===== TEXTE FOURNI =====

Cass. 3e civ., 24 juin 2021, n° 18-19.771

COUR DE CASSATION

Arrêt

Rejet

COMPOSITION DE LA JURIDICTION

Président :

M. Chauvin

Rapporteur :

Mme Farrenq-Nési

Avocat général :

M. Maunand

Avocats :

SCP Célice, Texidor, Périer, SCP Gatineau, Fattaccini et Rebeyrol

Lyon, du 15 mai 2018

15 mai 2018

Faits et procédure

1. Selon l'arrêt attaqué (Lyon, 15 mai 2018), M. [M] a fait édifier une maison sur deux parcelles de terrain acquises par donation de ses grands-parents et donation-partage de sa mère.

2. Le bien, hypothéqué en garantie du remboursement d'un prêt, a fait l'objet d'une procédure de saisie immobilière, prévoyant sa vente forcée sur mise à prix de 320 000 euros.

3. Sur autorisation du juge de l'exécution, le bien a été vendu le 19 juillet 2011 à la société Mipa 2 pour le prix de 380 000 euros, le contrat prévoyant, à titre de condition résolutoire, le paiement, par M. [M], d'un prix de rachat de 493 696 euros avant l'expiration d'un délai de deux ans, prorogé jusqu'au 17 juillet 2014, ainsi que d'une indemnité mensuelle de différé de jouissance du bien durant cette même période.

===== DONNÉES ENREGISTRÉES =====

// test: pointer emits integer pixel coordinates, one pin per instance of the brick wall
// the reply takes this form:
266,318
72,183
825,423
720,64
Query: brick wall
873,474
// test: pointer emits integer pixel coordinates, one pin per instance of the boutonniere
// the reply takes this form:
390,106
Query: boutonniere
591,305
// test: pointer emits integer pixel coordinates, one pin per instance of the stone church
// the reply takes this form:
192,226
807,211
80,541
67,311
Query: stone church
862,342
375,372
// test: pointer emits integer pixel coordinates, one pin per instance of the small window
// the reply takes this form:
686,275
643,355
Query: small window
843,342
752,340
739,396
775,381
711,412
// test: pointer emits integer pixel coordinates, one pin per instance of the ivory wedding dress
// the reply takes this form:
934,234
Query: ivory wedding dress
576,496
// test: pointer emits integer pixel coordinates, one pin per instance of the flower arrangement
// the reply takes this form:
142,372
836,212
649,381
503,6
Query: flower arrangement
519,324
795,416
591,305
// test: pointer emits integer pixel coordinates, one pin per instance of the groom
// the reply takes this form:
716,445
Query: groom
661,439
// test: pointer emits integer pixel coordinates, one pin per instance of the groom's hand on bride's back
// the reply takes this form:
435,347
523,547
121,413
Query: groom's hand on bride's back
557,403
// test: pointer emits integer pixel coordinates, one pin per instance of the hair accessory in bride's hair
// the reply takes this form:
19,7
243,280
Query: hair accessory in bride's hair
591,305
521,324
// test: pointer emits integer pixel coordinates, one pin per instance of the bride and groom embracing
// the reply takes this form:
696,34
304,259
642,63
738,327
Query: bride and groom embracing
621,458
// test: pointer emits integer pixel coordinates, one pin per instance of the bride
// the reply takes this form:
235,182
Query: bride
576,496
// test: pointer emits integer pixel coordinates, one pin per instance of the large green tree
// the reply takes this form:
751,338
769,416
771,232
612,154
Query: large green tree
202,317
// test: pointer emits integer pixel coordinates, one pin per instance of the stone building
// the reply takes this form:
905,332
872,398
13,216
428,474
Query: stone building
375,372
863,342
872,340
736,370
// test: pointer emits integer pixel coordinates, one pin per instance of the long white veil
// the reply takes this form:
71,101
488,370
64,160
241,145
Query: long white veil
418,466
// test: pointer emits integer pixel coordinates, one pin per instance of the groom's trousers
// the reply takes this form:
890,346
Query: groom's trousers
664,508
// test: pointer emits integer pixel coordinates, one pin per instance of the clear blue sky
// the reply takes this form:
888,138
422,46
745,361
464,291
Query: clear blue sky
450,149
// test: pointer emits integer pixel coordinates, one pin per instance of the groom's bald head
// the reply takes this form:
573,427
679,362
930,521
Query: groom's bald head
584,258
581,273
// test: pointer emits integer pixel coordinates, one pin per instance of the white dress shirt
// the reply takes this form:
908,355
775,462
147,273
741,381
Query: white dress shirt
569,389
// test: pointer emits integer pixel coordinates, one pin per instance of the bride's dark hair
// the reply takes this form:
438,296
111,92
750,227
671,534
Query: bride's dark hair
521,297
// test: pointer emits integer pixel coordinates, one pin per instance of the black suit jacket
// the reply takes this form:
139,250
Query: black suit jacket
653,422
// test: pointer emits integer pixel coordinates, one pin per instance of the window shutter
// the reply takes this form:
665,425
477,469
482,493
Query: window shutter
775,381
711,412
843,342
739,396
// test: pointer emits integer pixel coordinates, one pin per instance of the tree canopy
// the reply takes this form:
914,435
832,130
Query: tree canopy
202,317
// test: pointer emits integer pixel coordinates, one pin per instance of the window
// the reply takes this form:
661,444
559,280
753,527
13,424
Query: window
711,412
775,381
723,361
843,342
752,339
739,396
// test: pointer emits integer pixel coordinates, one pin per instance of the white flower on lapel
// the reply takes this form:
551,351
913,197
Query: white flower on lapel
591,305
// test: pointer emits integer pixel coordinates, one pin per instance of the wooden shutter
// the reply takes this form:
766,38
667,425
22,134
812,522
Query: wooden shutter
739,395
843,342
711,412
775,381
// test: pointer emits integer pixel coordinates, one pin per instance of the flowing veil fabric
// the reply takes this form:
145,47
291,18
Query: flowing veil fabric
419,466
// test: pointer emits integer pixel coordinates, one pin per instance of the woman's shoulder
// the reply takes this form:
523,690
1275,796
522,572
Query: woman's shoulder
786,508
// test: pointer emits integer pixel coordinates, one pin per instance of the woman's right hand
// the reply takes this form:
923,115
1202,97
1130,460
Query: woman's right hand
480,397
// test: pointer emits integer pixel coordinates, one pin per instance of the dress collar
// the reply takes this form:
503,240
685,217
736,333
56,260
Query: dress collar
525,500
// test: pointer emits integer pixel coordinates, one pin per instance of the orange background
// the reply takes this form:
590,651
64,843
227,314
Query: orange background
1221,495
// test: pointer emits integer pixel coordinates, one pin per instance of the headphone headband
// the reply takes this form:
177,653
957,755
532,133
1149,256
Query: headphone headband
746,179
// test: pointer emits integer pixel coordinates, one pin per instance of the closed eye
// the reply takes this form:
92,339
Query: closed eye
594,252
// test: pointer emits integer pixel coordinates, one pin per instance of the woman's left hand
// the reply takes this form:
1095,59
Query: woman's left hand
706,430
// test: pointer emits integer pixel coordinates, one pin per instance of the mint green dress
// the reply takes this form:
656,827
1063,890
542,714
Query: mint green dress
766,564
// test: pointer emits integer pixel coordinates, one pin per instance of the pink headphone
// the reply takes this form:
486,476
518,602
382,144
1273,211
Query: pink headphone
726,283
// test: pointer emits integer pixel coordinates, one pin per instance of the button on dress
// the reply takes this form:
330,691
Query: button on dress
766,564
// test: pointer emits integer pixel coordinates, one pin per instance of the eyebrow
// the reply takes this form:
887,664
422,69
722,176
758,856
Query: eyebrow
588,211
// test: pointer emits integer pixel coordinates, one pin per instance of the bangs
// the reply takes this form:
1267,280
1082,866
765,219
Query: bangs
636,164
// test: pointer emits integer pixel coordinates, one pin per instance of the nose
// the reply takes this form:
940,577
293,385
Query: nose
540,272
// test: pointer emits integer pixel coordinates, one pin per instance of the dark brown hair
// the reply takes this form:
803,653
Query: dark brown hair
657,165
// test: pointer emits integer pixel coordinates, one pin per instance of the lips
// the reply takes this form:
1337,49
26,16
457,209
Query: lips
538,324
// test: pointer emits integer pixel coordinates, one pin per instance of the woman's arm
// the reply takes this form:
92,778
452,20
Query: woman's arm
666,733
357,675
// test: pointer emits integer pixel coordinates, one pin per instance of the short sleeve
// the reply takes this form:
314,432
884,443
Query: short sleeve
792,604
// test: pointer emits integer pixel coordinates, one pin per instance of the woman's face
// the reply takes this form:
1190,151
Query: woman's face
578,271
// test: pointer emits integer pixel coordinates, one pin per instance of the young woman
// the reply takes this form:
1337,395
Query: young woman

=====

• TRAVAIL À FAIRE:
1. D'après le texte fourni, à quelle société le bien de M. [M] a-t-il été vendu le 19 juillet 2011 ?
2. Indiquez seulement combien de lignes des enregistrements contiennent la chaîne « right », en respectant la casse.

• CORRIGÉ DES EXERCICES:
1. À la société Mipa 2.

2. 2